■ ТЕКСТ ■
☆ ☆ ☆

ПОД НЕМЦАМИ. Воспоминания, свидетельства, документы - Александров Кирилл Михайлович (читать книги полностью без сокращений txt) 📗
Красногвардейск в 1941–1942 годах был довольно большим городом, в котором, помимо всего прочего, находились самый большой армейский продовольственный лагерь (в бывшем дворце), огромный склад боеприпасов и самый большой русский базар. Базар этот занимал очень большую площадь и на нем можно было купить все что угодно: золото, драгоценные камни, валюту любой страны, продовольствие во всех видах, пистолеты и автоматы или полное немецкое обмундирование. Мы, конечно, имели на этом базаре несколько резидентов и осведомителей, и, как ни предупреждал Курочкин и другие советские органы разведки своих агентов о том, чтобы они и близко не подходили к базару, все же обилие маленьких трактиров и чайных с водкой, к которым после голодного и трезвого Ленинграда так и тянуло, как магнитом, советских агентов, позволяло нам почти каждый день делать там хороший улов. Конечно, крупной рыбы мы там не ловили — эти были осторожны, — но агентов с мелкими заданиями, шедших из Ленинграда или в Ленинград, было нами схвачено немало. Как ни просили штаб армии полевые жандармы и тайная полиция позволения закрыть этот базар, мы этого не допускали, так как он позволял нам быть в курсе дел вражеской разведки. Думаю, что и Курочкин и ленинградское НКВД от всей души желало ликвидации базара в Красногвардейске.

☆ ☆ ☆

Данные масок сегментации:

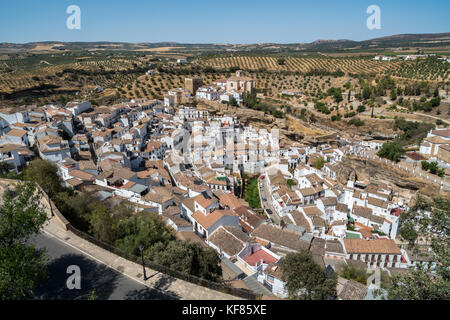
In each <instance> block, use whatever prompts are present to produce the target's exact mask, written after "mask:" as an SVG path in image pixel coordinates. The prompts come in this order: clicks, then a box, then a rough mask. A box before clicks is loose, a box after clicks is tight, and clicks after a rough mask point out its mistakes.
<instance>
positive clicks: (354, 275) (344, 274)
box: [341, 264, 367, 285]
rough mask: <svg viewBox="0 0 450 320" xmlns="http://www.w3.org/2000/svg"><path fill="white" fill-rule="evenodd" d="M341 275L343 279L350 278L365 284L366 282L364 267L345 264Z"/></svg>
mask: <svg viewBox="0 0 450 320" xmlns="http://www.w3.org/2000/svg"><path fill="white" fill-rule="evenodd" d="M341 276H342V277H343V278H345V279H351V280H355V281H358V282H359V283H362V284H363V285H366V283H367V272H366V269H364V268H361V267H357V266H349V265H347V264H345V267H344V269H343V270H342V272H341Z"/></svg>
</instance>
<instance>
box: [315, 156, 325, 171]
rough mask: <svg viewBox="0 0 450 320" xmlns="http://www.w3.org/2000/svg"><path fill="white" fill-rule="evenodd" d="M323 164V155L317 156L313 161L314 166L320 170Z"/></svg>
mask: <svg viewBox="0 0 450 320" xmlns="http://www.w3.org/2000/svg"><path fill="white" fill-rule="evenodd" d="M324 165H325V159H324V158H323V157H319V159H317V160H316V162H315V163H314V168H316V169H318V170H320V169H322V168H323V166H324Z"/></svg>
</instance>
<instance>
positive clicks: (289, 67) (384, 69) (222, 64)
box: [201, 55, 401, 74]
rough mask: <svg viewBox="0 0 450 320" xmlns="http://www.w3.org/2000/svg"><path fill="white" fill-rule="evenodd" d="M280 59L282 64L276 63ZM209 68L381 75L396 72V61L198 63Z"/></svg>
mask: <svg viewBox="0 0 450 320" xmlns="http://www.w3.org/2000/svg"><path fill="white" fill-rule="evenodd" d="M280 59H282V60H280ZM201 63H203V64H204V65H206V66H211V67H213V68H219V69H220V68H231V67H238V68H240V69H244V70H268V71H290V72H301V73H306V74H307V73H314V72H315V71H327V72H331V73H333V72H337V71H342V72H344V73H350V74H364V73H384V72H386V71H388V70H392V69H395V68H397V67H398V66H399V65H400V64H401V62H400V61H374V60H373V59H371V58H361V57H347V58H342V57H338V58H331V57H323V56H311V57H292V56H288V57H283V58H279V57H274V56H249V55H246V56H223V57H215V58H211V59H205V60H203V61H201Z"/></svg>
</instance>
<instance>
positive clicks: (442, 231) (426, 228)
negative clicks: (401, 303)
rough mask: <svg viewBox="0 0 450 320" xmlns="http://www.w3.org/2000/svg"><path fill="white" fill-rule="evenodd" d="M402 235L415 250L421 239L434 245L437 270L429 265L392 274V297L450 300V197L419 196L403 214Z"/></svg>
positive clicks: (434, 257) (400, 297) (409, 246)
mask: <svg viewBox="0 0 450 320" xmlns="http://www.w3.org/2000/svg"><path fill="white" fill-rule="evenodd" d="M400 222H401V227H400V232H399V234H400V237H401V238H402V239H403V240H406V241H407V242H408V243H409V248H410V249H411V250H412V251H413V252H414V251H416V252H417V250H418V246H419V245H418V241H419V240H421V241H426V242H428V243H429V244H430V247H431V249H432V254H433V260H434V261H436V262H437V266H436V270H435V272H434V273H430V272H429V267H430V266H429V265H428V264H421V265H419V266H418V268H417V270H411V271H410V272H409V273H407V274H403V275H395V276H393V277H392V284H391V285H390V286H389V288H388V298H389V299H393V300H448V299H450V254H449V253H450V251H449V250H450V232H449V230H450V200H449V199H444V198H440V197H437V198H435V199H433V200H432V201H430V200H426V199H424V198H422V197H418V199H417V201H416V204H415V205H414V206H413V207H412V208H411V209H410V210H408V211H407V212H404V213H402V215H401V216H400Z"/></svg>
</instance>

☆ ☆ ☆

■ ЗАДАНИЕ 1 ■
Почему, согласно тексту о базаре в Красногвардейске, просьбы полевых жандармов и тайной полиции закрыть базар не удовлетворялись?
■ ЗАДАНИЕ 2 ■
Продолжите текст о базаре в Красногвардейске, начав сразу после его последнего предложения.

■ ОТВЕТ 1 ■
Базар позволял быть в курсе дел вражеской разведки.

■ ОТВЕТ 2 ■
Из Красногвардейска я был переведен в Тосно. Там стоял небольшой отряд под командой бывшего командира Красной армии сибиряка лет сорока по кличке Валдман [576]. Валдман был взят в плен после долгого сопротивления, оказывая которое, поразил немцев своей исключительно меткой стрельбой. Взявшие его в плен солдаты хотели было убить его в отместку за столько погибших от его руки товарищей, но Валдман объяснил офицеру (он говорил довольно хорошо по-немецки), что ненависти к немцам не имеет, а только исполнял свой долг русского офицера. Его пожалели, отвезли в лагерь, а в деле указали на его исключительную храбрость и упорство. Нашим офицерам стоило большого труда убедить его поступить к нам на службу, причем главным аргументом в уговорах служило преследование религии в России. В конце концов он согласился. Командовал он своим отрядом хорошо, но, к сожалению, слишком любил военные действия, постоянно устраивал засады на парашютистов или нападал на небольшие группы партизан и вскоре по моем прибытии в отряд был тяжело ранен. Перед самой смертью Валдман признался мне, что рад тому, что умирает, ибо служба у немцев, да еще в разведке, совершенно измучила его душевно. Мы похоронили его с честью в Тосно, и я приказал местному священнику служить по нему панихиды чаще. После смерти Валдмана я временно принял командование отрядом.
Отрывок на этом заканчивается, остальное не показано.